SET PROBLEM: Copy all of the following data line for line, with no changes.

Dataset excerpts on pointing to objects:
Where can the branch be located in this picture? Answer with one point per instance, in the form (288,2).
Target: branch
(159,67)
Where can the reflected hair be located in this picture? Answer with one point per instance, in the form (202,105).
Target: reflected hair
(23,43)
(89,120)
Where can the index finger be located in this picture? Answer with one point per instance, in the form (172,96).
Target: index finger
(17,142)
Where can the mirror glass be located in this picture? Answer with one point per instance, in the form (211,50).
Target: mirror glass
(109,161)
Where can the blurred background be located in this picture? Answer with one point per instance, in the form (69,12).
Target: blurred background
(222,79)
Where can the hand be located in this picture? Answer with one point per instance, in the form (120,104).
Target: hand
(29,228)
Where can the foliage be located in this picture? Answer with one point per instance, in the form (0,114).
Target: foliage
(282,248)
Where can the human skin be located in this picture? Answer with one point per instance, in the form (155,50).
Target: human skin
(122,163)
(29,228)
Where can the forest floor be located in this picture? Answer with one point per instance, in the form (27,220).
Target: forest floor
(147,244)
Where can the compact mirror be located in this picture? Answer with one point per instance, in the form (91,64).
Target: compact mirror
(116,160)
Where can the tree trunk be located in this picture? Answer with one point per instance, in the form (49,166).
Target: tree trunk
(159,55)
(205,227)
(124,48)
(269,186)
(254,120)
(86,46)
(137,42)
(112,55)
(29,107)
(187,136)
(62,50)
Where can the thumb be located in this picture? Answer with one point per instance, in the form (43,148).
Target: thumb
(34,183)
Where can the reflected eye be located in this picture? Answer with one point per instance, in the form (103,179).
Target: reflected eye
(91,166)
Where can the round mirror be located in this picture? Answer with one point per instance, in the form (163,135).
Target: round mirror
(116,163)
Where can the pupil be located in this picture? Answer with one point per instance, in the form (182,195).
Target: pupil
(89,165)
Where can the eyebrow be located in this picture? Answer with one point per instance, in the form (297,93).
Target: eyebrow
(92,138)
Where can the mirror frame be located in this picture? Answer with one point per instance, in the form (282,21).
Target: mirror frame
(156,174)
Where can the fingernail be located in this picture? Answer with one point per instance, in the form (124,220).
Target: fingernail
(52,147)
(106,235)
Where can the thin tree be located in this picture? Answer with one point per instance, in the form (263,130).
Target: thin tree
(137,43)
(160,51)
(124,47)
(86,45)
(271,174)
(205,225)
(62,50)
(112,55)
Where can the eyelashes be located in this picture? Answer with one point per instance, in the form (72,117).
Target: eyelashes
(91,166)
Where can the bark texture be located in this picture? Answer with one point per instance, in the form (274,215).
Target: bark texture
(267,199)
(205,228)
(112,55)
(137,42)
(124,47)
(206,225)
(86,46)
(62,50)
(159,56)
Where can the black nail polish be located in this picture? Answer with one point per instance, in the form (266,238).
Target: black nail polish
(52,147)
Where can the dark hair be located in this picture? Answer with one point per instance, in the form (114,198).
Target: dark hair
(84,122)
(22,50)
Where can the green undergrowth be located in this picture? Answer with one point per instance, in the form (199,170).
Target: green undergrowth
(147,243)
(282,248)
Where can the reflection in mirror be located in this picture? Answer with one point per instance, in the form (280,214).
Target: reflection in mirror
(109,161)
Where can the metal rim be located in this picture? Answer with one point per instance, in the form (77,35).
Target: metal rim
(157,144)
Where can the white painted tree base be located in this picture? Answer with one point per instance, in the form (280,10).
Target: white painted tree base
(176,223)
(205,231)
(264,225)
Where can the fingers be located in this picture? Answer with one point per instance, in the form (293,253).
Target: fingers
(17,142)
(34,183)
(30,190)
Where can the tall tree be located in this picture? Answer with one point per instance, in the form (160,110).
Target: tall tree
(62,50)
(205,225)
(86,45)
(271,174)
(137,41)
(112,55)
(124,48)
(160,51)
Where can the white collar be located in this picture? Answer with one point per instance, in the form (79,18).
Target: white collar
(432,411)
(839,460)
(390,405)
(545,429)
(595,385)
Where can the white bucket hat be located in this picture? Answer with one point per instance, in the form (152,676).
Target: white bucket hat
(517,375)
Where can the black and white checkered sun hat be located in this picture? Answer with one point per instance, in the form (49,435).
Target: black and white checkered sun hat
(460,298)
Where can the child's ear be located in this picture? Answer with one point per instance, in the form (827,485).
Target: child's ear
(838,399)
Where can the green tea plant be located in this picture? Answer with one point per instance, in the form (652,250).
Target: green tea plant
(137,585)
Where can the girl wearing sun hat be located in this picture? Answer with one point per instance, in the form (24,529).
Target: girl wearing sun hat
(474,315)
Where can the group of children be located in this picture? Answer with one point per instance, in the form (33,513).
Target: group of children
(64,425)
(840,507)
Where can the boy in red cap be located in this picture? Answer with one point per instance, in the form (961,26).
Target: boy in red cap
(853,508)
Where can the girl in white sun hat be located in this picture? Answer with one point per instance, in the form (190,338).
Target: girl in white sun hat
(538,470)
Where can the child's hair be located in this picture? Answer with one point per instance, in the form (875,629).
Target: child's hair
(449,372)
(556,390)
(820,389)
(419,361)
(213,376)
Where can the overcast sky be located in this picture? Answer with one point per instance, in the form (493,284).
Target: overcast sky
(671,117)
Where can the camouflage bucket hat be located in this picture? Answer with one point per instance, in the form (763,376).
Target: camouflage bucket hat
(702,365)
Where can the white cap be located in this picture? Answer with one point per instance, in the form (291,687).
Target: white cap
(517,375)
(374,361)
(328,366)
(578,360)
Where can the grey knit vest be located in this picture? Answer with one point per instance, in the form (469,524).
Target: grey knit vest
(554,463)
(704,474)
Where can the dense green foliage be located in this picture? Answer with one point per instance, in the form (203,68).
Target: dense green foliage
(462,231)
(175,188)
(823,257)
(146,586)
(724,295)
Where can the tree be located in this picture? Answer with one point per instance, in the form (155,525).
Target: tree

RESULT FOR THIS EXERCISE:
Where can the branch be located in this picture? Answer with one point per instance, in the form (288,2).
Target: branch
(159,67)
Where can the reflected hair be located in this picture? Answer with one point per instance, in the form (202,105).
Target: reflected hair
(23,43)
(89,120)
Where can the index finger be located in this picture? Answer with one point per instance, in the form (172,96).
Target: index finger
(17,142)
Where can the mirror glass be located in this picture? Answer with one point per instance, in the form (211,50).
Target: mirror glass
(109,161)
Where can the blurred background be located in this picture? Answer with one point per instance, in the form (69,12).
Target: blurred background
(222,79)
Where can the hand be located in this picture? Answer with one point per instance, in the form (120,104).
Target: hand
(29,228)
Where can the foliage be located in this picture? Answer with one point per instance, in the form (0,114).
Target: foliage
(282,248)
Where can the human skin be located in this picture? Answer with one point per instance, in the form (155,50).
Target: human skin
(122,163)
(29,228)
Where can the forest floor be located in this picture? Answer with one point per instance, in the form (27,220).
Target: forest floor
(147,244)
Where can the compact mirror be located in this picture? Answer with one point per instance, in the form (91,64).
Target: compact mirror
(116,160)
Where can the tree trunk be located in this picture? Answer with one point per instance, in the form (49,166).
Target: tree trunk
(159,55)
(205,227)
(124,48)
(269,186)
(254,120)
(86,46)
(137,42)
(112,55)
(29,107)
(187,136)
(62,50)
Where can the thumb be located in this picture? Answer with one point per instance, in the form (43,148).
Target: thumb
(34,183)
Where can the reflected eye be located in this picture? Answer with one point per instance, in the form (103,179).
Target: reflected eye
(91,166)
Where can the round mirror be located in this picture? Answer with one point per instance, in the form (163,135).
Target: round mirror
(116,163)
Where can the pupil be located in this picture? Answer with one point per instance, in the form (182,195).
Target: pupil
(89,165)
Where can the eyebrow be located in this picture? Answer with one point per instance, in the form (297,93).
Target: eyebrow
(92,138)
Where can the mirror frame be located in this picture? Answer with one point per instance, in the form (282,21).
Target: mirror frame
(156,174)
Where can the fingernail be located in this picture? Answer with one point per instance, in the form (124,220).
Target: fingernail
(52,147)
(106,235)
Where can the thin tree be located in this picture? Answer with one point per instance, in the form (263,130).
Target: thin tree
(137,43)
(160,51)
(124,47)
(86,45)
(271,174)
(205,225)
(62,50)
(112,55)
Where can the eyelashes be located in this picture? Answer with one point per instance, in the form (72,117).
Target: eyelashes
(91,166)
Where can the bark texture be located in this picture? Answer with one point per instance, in the form (274,215).
Target: bark texture
(267,199)
(205,228)
(112,55)
(137,42)
(124,47)
(206,225)
(86,46)
(62,50)
(159,56)
Where can the black nail polish be located in this picture? Answer with one point per instance, in the form (266,238).
Target: black nail polish
(52,147)
Where can the dark hair be located in this picture? Answer with one point per instance, in the form (114,198).
Target: dark hair
(84,122)
(22,50)
Where can the green undergrowth be located in this picture? Answer with one point per instance, in the form (199,170).
Target: green undergrowth
(147,243)
(282,248)
Where can the reflection in mirror be located in this picture? Answer with one point per instance, in the form (280,214).
Target: reflection in mirror
(109,161)
Where can the metal rim be located in this picture? Answer with one point per instance, in the form (77,35).
Target: metal rim
(157,144)
Where can the white painted tree base be located in this picture? Answer with one point per instance, in the form (280,10).
Target: white painted tree base
(176,223)
(205,231)
(264,225)
Where can the fingers be located in this picture? Answer with one point per instance, in the form (293,253).
Target: fingers
(17,142)
(34,183)
(30,190)
Where can the tall tree be located in this picture? Answer with one point per instance, in the form (160,110).
Target: tall tree
(62,50)
(205,225)
(86,45)
(271,174)
(137,41)
(112,55)
(124,48)
(160,51)
Where can the white collar be located in this picture? Answer with one point per instance, in the form (79,18).
Target: white collar
(432,411)
(839,460)
(390,405)
(545,429)
(595,385)
Where can the white bucket hat be located in this picture? Answer with one point per instance, in the form (152,676).
Target: white bucket hat
(517,375)
Where can the black and white checkered sun hat be located in this picture? Answer with one point per instance, in the form (49,435).
Target: black and white checkered sun hat
(460,298)
Where can the child's ear be located in this picture? Answer with one point per instance, in the form (827,485).
Target: child's ear
(838,399)
Where can the green tea plant be located in this picture? Answer with one point per instance, in the form (652,250).
Target: green tea plant
(137,585)
Where can the girl wearing sun hat be located in this picture? Answer with one point per instance, in the form (24,529).
Target: girl wearing sun hat
(474,315)
Where can the group of children be located in this picture? Answer with one point per instance, in the form (33,513).
Target: group of children
(64,425)
(840,507)
Where can the boy in red cap be located in this picture? Answer with one point per instance, in the form (961,26).
Target: boy in red cap
(853,508)
Where can the girl in white sun hat be located in this picture? Answer with one point per instance, in the form (190,338).
Target: girl in white sun hat
(538,470)
Where can the child's hair be located in this picture? Answer with one point per instance, in the form (875,629).
Target: child's hair
(449,372)
(556,390)
(820,389)
(419,361)
(213,376)
Where can the overcast sky be located in this picture? Answer with one point per instance, in the form (493,284).
Target: overcast sky
(671,117)
Where can the camouflage bucket hat be located in this picture? Answer with one point per instance, in the form (763,376).
Target: camouflage bucket hat
(702,365)
Where can the white cap be located in this picture? Answer with one point per instance, in the form (291,687).
Target: white cap
(517,375)
(374,361)
(328,366)
(578,360)
Where can the grey knit vest be located in this picture? Answer with one point per instance, in the form (469,524).
Target: grey knit vest
(554,463)
(704,474)
Where can the dense green foliage be located in this picture? Answer with one point per instance, in the form (203,68).
Target: dense green foliage
(462,231)
(175,188)
(823,257)
(146,586)
(724,295)
Where can the tree be located in this picture? Answer with one point per instance, in the form (155,525).
Target: tree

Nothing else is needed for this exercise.